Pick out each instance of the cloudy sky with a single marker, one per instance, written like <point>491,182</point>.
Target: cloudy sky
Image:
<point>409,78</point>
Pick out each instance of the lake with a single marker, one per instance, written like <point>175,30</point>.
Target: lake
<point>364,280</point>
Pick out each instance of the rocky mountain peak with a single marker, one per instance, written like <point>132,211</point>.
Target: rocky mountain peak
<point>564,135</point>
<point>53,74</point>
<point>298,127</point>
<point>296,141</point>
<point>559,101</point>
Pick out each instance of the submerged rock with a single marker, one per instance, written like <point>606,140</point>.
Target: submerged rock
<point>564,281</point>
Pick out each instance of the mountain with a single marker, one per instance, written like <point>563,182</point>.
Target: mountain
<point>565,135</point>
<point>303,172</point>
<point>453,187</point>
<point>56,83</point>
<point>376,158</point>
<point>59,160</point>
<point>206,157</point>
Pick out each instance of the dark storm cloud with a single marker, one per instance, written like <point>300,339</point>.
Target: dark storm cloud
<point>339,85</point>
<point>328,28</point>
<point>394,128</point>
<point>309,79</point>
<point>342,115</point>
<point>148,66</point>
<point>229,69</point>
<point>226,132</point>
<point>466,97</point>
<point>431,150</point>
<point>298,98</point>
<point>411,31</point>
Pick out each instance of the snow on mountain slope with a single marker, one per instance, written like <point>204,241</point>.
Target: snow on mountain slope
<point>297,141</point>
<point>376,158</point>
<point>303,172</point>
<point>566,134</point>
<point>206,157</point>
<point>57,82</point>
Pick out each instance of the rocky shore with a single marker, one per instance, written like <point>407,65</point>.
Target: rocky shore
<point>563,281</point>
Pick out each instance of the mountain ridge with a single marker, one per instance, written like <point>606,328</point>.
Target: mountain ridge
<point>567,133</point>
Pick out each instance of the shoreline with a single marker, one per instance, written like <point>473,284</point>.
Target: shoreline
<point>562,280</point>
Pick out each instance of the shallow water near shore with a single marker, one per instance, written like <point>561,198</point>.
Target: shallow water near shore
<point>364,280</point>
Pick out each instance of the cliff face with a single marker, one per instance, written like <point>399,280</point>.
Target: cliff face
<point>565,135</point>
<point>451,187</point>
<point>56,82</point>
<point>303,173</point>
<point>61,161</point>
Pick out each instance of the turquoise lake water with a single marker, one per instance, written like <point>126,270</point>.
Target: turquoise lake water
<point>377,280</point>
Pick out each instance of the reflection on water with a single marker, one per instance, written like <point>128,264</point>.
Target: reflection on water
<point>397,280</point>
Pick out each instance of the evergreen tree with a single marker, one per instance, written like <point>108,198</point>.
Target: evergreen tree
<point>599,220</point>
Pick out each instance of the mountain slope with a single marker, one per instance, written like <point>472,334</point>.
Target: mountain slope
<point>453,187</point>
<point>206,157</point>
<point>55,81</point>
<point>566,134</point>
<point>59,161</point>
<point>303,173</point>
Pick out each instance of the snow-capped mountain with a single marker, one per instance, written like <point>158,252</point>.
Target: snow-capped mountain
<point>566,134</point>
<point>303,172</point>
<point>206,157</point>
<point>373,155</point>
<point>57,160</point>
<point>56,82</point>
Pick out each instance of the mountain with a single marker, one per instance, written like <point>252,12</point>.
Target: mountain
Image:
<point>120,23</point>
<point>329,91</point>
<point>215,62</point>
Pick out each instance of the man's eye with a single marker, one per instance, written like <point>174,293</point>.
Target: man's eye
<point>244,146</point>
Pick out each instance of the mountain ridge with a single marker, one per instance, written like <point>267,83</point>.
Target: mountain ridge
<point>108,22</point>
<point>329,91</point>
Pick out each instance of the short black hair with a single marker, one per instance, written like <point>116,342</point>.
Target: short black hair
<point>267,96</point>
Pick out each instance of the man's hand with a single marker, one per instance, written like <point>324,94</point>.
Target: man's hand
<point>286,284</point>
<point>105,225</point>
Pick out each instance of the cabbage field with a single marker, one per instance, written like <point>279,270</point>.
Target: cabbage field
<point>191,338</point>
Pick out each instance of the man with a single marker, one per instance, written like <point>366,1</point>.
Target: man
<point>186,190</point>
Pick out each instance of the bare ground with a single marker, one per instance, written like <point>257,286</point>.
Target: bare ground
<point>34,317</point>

_PROBLEM STATEMENT:_ Render the portion of the records beginning with the line containing "Pick out each instance of the dark" and ending with the line containing "<point>411,31</point>" as a JSON array of strings, one string per line, omitting blank lines.

_FULL OUTPUT:_
[
  "Pick out each instance of the dark storm cloud with a single marker, one per instance, written like <point>300,339</point>.",
  "Target: dark storm cloud",
  "<point>339,85</point>",
  "<point>328,28</point>",
  "<point>394,128</point>",
  "<point>309,79</point>",
  "<point>342,115</point>",
  "<point>148,66</point>",
  "<point>229,69</point>",
  "<point>226,132</point>",
  "<point>466,97</point>",
  "<point>431,150</point>",
  "<point>298,98</point>",
  "<point>411,31</point>"
]